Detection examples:
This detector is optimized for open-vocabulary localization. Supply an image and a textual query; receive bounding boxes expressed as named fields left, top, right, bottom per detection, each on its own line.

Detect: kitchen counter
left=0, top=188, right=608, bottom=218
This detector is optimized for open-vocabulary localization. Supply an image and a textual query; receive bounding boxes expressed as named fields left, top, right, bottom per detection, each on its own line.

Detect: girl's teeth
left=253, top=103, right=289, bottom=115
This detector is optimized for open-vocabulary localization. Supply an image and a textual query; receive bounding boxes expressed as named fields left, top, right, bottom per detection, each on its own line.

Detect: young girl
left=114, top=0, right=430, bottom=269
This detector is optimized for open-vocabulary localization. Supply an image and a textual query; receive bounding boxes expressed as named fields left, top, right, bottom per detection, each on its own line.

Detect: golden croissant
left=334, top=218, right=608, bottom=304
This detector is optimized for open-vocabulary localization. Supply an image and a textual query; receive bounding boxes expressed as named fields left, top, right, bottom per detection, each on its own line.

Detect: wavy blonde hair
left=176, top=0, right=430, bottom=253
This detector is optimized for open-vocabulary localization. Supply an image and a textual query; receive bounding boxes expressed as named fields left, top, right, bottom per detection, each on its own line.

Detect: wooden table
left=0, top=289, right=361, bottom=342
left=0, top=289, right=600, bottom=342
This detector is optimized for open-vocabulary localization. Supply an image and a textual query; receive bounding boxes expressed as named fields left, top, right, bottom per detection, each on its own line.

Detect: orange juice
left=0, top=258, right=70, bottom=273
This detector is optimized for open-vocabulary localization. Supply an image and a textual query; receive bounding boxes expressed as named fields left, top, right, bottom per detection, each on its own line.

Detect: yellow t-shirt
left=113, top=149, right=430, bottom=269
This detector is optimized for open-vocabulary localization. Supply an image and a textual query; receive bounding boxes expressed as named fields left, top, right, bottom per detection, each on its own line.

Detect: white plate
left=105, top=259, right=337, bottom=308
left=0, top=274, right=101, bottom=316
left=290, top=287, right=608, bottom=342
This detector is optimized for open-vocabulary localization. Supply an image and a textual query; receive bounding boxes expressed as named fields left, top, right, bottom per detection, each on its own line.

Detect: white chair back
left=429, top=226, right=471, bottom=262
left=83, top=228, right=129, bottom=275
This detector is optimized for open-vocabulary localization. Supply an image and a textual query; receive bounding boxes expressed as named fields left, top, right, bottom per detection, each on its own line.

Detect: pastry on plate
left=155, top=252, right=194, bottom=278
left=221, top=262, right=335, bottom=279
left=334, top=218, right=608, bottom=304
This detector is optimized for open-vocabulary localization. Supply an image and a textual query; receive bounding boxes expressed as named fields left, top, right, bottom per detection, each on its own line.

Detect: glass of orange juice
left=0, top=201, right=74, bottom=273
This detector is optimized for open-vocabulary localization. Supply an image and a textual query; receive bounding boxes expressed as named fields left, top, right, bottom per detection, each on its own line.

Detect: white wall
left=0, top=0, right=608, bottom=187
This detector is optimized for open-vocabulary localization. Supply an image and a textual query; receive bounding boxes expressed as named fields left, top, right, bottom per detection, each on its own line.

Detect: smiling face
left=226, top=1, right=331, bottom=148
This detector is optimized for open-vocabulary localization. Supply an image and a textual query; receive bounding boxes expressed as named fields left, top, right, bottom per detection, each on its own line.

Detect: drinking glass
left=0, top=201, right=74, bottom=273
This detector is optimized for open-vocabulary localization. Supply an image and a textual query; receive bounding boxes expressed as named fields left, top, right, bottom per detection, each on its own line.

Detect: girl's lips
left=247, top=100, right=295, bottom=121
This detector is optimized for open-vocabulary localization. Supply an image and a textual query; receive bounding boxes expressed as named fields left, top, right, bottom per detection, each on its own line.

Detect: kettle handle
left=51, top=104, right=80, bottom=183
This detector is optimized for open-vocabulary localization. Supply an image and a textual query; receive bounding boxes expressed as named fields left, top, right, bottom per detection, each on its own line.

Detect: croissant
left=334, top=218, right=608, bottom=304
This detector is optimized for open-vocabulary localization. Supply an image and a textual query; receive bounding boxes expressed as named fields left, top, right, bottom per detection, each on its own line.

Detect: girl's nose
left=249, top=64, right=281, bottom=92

> [Your goal]
Lay out every line of the entries above as a JSON list of strings, one string per line, and leave out the blank lines.

> [Answer to the exercise]
[
  "This detector is optimized for open-vocabulary localization. Supply an image and a textual query; receive bounding boxes expressed as named fields left, top, right, bottom per detection, each on its own line.",
  "Detect: kitchen counter",
  "left=0, top=188, right=608, bottom=218",
  "This detector is optimized for open-vocabulary localization. Supply an image and a textual query; receive bounding boxes expressed as named fields left, top, right, bottom per detection, each on its own line.",
  "Detect: girl's teeth",
  "left=253, top=103, right=289, bottom=115",
  "This detector is optimized for open-vocabulary localization. Supply an image and a textual query; receive bounding boxes expressed as named fields left, top, right, bottom per detection, each on its own line.",
  "Detect: young girl",
  "left=114, top=0, right=430, bottom=269",
  "This detector is optimized for open-vocabulary localization. Supply an image and a textual query; receive bounding boxes expressed as named fields left, top, right, bottom per detection, each on its own line.",
  "Detect: golden croissant",
  "left=334, top=218, right=608, bottom=304",
  "This detector is optimized for open-vocabulary localization. Supply an image and a textual query; receive bounding boxes expressed as named fields left, top, right, bottom per detection, each on its own line.",
  "Detect: wavy blonde hair",
  "left=176, top=0, right=430, bottom=253",
  "This detector is optimized for open-vocabulary localization. Supply an image and a textual query; receive bounding boxes expressed as named fields left, top, right, bottom per detection, each on its own line.",
  "Detect: wooden table",
  "left=0, top=289, right=361, bottom=342",
  "left=0, top=289, right=600, bottom=342",
  "This detector is optimized for open-vocabulary localization. Supply an image and a textual query; receive bounding boxes expressed as named fields left, top, right, bottom per detection, each on its own line.",
  "Detect: orange juice",
  "left=0, top=258, right=70, bottom=273",
  "This detector is optimized for open-vocabulary localization. Supply an image and a textual query; receive bounding boxes expressed as named fields left, top, right, bottom per detection, each on its own line.",
  "Detect: yellow t-shirt",
  "left=113, top=149, right=430, bottom=269",
  "This detector is optimized for open-vocabulary localization. Supply an image and a textual query; receive bounding boxes expressed as named fields left, top, right, bottom per detection, each on its own line.",
  "Detect: white plate",
  "left=105, top=259, right=337, bottom=308",
  "left=0, top=274, right=101, bottom=316",
  "left=290, top=287, right=608, bottom=342",
  "This detector is optimized for open-vocabulary localization. Supply an image and a textual query; receive bounding boxes expressed as named fields left, top, right, bottom per detection, each on its own line.",
  "Detect: white chair back",
  "left=429, top=226, right=471, bottom=262",
  "left=83, top=228, right=129, bottom=275",
  "This detector is optimized for open-vocabulary localization. Supply an image and a textual query; receive bounding boxes expressed as named fields left, top, right, bottom per detection, each on its own line.",
  "Detect: pastry on plate",
  "left=155, top=252, right=194, bottom=278",
  "left=221, top=262, right=335, bottom=279",
  "left=334, top=218, right=608, bottom=304",
  "This detector is optimized for open-vocabulary localization. Supply an image and a textual query; receive bounding boxes expressed as named fields left, top, right, bottom per detection, each on its own line.",
  "Detect: glass of orange juice",
  "left=0, top=201, right=74, bottom=273",
  "This detector is optimized for open-vocabulary localization. Supply an image and a textual query; receive bounding boxes expressed as named fields left, top, right, bottom per detection, each on its own line.",
  "Detect: white wall",
  "left=0, top=0, right=608, bottom=187",
  "This detector is optimized for open-vocabulary localization. Supply an image and a textual query; receive bounding boxes expressed as named fields left, top, right, bottom per detection, each on its own line.",
  "Detect: smiling face",
  "left=226, top=1, right=331, bottom=148",
  "This detector is optimized for open-vocabulary localization. Supply an image and a textual query; receive bounding boxes expressed as named fields left, top, right, bottom per detection, each on its own line.",
  "Detect: drinking glass",
  "left=0, top=201, right=74, bottom=273",
  "This detector is optimized for open-vocabulary localization. Supply an image and a textual query; receive bounding boxes expressed as named fields left, top, right, bottom per detection, each on its own line.",
  "Detect: girl's lips",
  "left=247, top=100, right=295, bottom=121",
  "This detector is optimized for open-vocabulary localization. Supply an image and a textual query; receive bounding boxes expressed as named fields left, top, right, bottom per detection, each on its own line.",
  "Detect: kettle handle",
  "left=51, top=104, right=80, bottom=183",
  "This detector is optimized for open-vocabulary localization. Supply an image and a textual query; receive bounding boxes expressed as named fields left, top, right, bottom per detection, each on its own line.",
  "Detect: croissant",
  "left=334, top=218, right=608, bottom=304",
  "This detector is optimized for open-vocabulary localization. Supply an image and a textual query; receive bounding boxes expressed as named fields left, top, right, bottom per detection, each on its own line.",
  "Detect: girl's nose",
  "left=249, top=64, right=281, bottom=92"
]